§ What to do
Whenever a line in the data holds the string "covered", pull that line out.
--------------------------------------------------
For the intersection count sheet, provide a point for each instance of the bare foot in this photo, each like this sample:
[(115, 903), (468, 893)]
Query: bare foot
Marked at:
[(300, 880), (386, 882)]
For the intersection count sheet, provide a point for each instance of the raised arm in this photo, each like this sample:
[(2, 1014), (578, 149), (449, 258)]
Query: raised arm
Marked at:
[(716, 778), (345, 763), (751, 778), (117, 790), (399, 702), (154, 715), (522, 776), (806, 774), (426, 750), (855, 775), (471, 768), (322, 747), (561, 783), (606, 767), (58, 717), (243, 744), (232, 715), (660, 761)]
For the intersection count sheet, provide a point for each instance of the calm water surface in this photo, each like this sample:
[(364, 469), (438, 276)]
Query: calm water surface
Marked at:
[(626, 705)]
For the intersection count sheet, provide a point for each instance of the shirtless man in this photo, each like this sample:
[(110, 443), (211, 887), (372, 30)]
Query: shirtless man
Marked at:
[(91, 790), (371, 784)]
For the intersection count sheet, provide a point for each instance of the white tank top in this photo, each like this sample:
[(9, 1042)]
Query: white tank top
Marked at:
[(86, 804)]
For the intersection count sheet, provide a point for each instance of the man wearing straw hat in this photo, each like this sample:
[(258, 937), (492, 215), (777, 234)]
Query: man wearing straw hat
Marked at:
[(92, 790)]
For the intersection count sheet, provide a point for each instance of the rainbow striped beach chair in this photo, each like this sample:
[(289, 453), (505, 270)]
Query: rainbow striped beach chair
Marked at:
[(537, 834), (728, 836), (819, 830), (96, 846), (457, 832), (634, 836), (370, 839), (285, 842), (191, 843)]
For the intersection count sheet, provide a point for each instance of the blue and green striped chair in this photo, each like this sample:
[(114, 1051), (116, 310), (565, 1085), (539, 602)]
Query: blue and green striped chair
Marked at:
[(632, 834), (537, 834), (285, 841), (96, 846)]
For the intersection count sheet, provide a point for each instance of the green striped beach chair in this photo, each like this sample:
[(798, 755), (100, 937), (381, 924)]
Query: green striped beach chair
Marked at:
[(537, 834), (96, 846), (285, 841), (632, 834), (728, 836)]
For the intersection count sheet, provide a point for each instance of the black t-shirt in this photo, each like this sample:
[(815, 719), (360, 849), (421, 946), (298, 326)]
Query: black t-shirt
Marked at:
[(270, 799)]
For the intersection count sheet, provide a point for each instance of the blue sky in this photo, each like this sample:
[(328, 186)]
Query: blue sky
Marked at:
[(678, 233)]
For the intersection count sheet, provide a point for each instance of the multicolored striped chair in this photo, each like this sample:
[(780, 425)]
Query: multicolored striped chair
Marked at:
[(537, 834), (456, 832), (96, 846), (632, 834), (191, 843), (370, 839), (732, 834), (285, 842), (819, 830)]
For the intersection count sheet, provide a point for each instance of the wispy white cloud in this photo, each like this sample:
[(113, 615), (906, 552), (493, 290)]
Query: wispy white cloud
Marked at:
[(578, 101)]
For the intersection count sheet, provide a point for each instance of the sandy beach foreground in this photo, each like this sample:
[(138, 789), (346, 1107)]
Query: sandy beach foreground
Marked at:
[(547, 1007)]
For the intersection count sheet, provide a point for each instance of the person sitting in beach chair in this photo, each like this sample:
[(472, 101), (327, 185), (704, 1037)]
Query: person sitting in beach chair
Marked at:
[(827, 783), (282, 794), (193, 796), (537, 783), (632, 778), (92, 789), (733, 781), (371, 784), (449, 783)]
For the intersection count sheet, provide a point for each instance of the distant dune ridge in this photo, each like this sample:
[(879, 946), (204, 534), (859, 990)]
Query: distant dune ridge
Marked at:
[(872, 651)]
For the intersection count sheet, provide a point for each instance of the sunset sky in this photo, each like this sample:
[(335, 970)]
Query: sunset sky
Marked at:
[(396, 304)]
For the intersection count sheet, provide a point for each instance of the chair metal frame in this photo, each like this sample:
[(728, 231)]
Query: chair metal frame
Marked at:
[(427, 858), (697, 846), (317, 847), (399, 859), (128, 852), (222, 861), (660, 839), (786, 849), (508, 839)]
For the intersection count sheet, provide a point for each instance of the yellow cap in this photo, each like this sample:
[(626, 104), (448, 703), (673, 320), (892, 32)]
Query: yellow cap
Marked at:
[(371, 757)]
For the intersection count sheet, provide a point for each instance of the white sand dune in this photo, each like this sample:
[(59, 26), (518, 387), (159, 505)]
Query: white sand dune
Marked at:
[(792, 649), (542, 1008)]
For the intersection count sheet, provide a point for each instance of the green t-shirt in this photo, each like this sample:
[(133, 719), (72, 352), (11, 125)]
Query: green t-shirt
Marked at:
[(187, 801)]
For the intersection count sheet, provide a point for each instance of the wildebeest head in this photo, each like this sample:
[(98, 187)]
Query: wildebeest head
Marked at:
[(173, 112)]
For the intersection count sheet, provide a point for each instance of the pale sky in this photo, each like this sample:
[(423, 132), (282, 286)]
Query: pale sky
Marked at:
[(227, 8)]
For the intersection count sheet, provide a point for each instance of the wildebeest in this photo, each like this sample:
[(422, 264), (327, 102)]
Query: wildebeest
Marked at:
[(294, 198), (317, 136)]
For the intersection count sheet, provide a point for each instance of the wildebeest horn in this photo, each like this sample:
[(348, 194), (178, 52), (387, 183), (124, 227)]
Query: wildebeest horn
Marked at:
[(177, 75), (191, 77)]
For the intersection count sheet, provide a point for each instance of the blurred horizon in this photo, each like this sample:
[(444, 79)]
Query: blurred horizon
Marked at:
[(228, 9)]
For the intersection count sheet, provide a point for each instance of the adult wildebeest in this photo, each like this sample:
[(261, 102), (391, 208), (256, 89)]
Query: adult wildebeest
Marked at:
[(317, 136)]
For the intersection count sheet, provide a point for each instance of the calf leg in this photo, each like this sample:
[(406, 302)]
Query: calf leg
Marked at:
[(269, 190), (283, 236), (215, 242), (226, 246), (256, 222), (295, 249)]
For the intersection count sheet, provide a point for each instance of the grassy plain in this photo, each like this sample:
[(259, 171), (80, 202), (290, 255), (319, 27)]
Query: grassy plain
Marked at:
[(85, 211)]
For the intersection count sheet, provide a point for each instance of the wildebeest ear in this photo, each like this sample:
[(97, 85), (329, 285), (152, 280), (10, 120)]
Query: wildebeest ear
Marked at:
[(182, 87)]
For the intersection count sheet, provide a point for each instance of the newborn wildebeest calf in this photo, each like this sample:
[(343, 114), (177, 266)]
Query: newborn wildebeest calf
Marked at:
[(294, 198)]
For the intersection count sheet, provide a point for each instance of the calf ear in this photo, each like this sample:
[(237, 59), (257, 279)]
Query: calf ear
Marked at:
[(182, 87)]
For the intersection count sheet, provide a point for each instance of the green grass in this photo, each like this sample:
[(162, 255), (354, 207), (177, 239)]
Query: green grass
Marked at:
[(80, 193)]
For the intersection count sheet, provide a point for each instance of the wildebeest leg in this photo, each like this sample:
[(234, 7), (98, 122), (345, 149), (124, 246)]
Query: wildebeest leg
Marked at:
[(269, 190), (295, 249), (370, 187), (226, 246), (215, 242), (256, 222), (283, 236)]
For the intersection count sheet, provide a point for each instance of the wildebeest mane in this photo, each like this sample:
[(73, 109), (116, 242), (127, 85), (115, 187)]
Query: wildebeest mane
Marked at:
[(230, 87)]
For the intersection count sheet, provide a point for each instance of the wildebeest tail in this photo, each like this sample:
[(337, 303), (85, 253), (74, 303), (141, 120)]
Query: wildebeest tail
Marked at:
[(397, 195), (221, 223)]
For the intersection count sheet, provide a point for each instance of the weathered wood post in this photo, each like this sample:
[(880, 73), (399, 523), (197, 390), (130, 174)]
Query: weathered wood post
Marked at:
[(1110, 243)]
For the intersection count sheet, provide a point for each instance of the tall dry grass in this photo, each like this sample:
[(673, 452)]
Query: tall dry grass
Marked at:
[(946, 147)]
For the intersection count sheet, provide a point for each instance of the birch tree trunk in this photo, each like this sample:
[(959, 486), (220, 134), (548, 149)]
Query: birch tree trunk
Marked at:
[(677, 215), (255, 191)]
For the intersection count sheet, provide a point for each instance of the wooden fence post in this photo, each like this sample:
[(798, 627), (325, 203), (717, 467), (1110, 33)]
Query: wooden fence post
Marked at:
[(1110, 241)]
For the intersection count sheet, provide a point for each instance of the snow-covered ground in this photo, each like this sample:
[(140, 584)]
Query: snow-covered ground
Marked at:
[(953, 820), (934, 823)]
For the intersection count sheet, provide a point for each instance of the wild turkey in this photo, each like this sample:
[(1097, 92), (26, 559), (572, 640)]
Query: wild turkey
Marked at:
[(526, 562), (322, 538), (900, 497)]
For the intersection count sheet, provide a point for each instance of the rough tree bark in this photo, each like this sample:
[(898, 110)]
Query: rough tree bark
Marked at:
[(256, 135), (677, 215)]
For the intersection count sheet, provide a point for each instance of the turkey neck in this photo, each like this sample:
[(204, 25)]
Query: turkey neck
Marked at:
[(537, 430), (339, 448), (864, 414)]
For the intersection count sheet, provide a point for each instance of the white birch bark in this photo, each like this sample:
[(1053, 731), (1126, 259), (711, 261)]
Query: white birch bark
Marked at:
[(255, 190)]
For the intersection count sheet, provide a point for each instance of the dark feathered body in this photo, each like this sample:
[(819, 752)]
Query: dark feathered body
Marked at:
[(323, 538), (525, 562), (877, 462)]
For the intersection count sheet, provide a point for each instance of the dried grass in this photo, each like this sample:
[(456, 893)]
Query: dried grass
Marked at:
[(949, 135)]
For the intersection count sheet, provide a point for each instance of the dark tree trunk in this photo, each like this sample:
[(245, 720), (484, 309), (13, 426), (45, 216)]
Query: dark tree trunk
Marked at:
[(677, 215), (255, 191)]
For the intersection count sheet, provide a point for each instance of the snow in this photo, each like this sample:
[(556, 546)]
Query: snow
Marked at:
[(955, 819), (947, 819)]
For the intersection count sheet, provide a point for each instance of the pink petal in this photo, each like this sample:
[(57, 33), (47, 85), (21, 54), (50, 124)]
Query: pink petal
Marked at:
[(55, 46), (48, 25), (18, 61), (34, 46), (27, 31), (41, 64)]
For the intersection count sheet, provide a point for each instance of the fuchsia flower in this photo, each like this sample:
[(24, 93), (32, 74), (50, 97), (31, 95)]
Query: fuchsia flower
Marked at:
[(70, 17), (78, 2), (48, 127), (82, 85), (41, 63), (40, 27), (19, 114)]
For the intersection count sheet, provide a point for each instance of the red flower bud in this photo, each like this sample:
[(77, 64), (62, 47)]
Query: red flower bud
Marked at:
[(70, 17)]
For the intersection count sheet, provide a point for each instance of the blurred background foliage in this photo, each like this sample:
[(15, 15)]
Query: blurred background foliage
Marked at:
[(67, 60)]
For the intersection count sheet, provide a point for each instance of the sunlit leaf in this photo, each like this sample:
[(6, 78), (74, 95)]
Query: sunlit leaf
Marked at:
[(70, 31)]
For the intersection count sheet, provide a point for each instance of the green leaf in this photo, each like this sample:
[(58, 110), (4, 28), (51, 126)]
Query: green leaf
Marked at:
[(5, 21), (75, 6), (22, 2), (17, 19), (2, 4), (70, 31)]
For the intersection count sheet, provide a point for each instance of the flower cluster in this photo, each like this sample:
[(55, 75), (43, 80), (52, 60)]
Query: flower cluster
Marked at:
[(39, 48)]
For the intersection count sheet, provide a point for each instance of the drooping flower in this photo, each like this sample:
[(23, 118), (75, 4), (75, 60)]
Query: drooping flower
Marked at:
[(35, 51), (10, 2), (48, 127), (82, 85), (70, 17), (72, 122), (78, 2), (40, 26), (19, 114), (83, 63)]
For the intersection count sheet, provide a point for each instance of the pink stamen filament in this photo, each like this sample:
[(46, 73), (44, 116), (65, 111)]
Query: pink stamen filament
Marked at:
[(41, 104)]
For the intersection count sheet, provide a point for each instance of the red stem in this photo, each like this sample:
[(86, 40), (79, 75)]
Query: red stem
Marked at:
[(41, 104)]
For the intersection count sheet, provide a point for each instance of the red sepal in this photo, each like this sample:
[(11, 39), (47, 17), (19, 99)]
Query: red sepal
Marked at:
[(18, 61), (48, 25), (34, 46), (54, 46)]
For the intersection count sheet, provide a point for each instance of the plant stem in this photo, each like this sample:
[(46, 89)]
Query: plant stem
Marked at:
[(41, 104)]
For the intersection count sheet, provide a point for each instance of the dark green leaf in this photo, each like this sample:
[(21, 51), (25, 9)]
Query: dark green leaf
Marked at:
--------------------------------------------------
§ Reply
For the intersection count sheet, provide a point for each instance of the snow-covered ground in this photo, each like this sample:
Query: snow-covered ground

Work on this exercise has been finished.